§ Источник

◇ ◇ ◇ ◇

Правда, реалиста на собственный манер.
Реалист — потому что только непосредственное переживание натуры, по признанию художника, давало ему творческий импульс.
И выражаться оно должно было непосредственно: как увиделось, без этюдов и поправок, чтобы в листе жила «электрическая нервозность» первого чувства.
При таком подходе лучший материал — тот, что требует быстрой работы и не допускает переделок.
Летом 1921 года в деревне на Псковщине Милашевский исполняет в акварели «по мокрому» ряд пейзажей, портретов и жанровых сцен.
А в 1926 году, на этюдах в Сердобске, художнику удалось найти технику еще более «реактивную»: работу тушью — спичкой вместо пера.
Между впечатлением и трансформацией его на бумаге как будто нет временного разрыва: Милашевский мгновенно отзывается на действие натуры, и мгновенно же, в нескольких штрихах и пятнах, выдает эмоциональный экстракт увиденного.
Так работал не он один: спонтанный рисунок был тогда популярен.

◇ ◇ ◇ ◇

§ Перечень записей
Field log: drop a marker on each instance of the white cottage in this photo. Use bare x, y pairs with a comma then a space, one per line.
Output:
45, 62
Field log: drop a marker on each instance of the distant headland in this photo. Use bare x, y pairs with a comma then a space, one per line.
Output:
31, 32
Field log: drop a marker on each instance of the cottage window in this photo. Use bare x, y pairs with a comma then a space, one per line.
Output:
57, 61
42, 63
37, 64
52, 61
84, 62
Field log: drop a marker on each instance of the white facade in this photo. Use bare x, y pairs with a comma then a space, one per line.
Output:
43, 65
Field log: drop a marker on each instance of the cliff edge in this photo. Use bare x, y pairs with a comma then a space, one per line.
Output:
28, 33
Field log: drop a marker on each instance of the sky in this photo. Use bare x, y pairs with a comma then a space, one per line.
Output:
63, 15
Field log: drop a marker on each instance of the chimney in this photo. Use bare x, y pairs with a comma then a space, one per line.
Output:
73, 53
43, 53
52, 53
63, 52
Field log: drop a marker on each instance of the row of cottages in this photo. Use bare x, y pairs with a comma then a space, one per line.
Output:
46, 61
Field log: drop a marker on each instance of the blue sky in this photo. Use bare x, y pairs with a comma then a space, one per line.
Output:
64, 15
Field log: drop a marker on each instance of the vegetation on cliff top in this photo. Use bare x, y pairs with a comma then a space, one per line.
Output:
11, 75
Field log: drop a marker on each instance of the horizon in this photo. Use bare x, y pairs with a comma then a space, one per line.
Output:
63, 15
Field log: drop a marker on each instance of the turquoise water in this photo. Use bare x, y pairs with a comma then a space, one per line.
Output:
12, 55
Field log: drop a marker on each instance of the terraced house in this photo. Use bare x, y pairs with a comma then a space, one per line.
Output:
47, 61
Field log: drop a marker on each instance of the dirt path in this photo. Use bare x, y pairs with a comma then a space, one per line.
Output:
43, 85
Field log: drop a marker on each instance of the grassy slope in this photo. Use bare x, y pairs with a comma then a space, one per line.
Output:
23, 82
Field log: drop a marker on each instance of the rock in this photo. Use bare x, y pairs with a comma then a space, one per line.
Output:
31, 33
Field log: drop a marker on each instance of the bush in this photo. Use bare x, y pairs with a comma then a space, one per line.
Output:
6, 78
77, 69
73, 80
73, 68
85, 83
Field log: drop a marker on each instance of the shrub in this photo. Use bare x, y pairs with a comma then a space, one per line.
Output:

◇ ◇ ◇ ◇

§ Задание
Перескажите короче абзац источника, который начинается словами «Между впечатлением и трансформацией», сохранив его основные факты.

§ Ответ
Впечатление Милашевского сразу переходит на бумагу: он мгновенно откликается на натуру и несколькими штрихами и пятнами передает эмоциональную суть увиденного.